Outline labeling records
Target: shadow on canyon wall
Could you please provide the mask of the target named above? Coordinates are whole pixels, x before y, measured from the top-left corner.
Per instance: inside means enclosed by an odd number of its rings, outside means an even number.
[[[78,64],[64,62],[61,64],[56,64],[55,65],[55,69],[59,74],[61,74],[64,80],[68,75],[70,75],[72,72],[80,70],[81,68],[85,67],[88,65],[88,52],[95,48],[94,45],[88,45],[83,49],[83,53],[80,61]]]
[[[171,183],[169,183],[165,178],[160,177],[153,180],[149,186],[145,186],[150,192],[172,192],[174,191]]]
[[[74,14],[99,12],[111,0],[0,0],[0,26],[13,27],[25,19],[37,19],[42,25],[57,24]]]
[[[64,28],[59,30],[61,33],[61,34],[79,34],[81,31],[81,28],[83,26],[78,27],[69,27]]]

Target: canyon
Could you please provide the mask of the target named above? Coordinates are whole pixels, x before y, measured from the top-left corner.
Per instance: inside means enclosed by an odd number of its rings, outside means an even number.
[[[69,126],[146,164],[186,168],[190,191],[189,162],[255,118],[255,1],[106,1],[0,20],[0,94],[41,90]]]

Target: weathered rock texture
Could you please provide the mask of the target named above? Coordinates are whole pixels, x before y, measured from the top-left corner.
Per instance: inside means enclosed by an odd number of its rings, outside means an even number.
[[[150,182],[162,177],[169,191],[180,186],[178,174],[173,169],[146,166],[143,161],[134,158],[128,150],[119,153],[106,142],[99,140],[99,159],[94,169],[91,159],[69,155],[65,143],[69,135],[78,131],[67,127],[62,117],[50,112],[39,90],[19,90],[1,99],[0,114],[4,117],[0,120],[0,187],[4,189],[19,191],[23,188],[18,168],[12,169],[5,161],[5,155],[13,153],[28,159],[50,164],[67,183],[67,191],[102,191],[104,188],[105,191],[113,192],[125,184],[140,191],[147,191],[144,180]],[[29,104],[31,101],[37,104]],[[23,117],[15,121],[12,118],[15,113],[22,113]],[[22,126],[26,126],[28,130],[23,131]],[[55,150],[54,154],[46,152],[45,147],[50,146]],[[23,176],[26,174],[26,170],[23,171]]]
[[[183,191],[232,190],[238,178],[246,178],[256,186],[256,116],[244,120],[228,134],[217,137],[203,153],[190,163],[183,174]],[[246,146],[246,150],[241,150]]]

Aim:
Render the records above as a two-column CSV with the headers "prompt" and "mask," one row per record. Put each record's text in the first column and its answer in the second, each as a single quoted field with line breaks replaced by spaces.

Solution to the exercise:
prompt,mask
"Target: shadow on canyon wall Could you please provide the mask of the target named above? Coordinates are whole pixels, x before y, measured from the top-left corner. Per instance: inside means enclosed by an odd number of its rings, outside means an even number.","[[[78,64],[64,62],[61,64],[56,64],[55,65],[55,69],[59,74],[61,74],[64,80],[68,75],[70,75],[72,72],[80,70],[81,68],[85,67],[88,65],[88,52],[95,48],[94,45],[88,45],[83,49],[83,53],[80,61]]] [[[171,183],[169,183],[165,178],[160,177],[153,180],[149,186],[145,186],[150,192],[172,192],[174,191]]] [[[74,14],[99,12],[111,0],[0,0],[0,26],[13,27],[25,19],[37,19],[42,25],[57,24]]] [[[64,28],[59,30],[61,33],[61,34],[79,34],[81,31],[81,28],[83,26],[78,27],[69,27]]]"
"Target: canyon Could you please provide the mask of the target named above? Coordinates are whole pixels, x before y, measured from the top-left corner. Per instance: inside means enclosed by an odd number of its rings, outside means an even number.","[[[69,126],[146,164],[186,168],[190,191],[189,162],[255,118],[255,1],[106,1],[0,20],[0,94],[41,90]]]"
"Target: weathered rock texture Could you please provide the mask of the target named above? Coordinates are whole pixels, x before y, measured from the top-left corner. Per instance: inside means enclosed by an odd number of its rings, outside means an even number.","[[[150,182],[162,177],[169,191],[180,186],[178,174],[173,169],[146,166],[143,161],[134,158],[128,150],[119,153],[106,142],[99,140],[99,159],[94,169],[91,159],[69,155],[65,143],[69,135],[78,131],[67,127],[62,117],[50,112],[39,90],[19,90],[1,99],[0,114],[4,117],[0,120],[0,187],[4,189],[19,191],[23,188],[18,168],[12,169],[5,161],[5,155],[13,153],[28,159],[50,164],[67,183],[67,191],[102,191],[104,188],[105,191],[113,192],[125,184],[140,191],[147,191],[144,180]],[[29,104],[31,101],[37,104]],[[23,117],[15,121],[12,118],[15,113],[22,113]],[[22,126],[26,126],[28,130],[23,131]],[[55,150],[54,154],[46,152],[45,147],[50,146]],[[23,176],[26,174],[26,170],[23,171]]] [[[183,191],[232,190],[238,178],[246,178],[256,186],[256,116],[244,120],[228,134],[217,137],[203,153],[190,163],[183,174]],[[246,146],[246,150],[241,150]]]"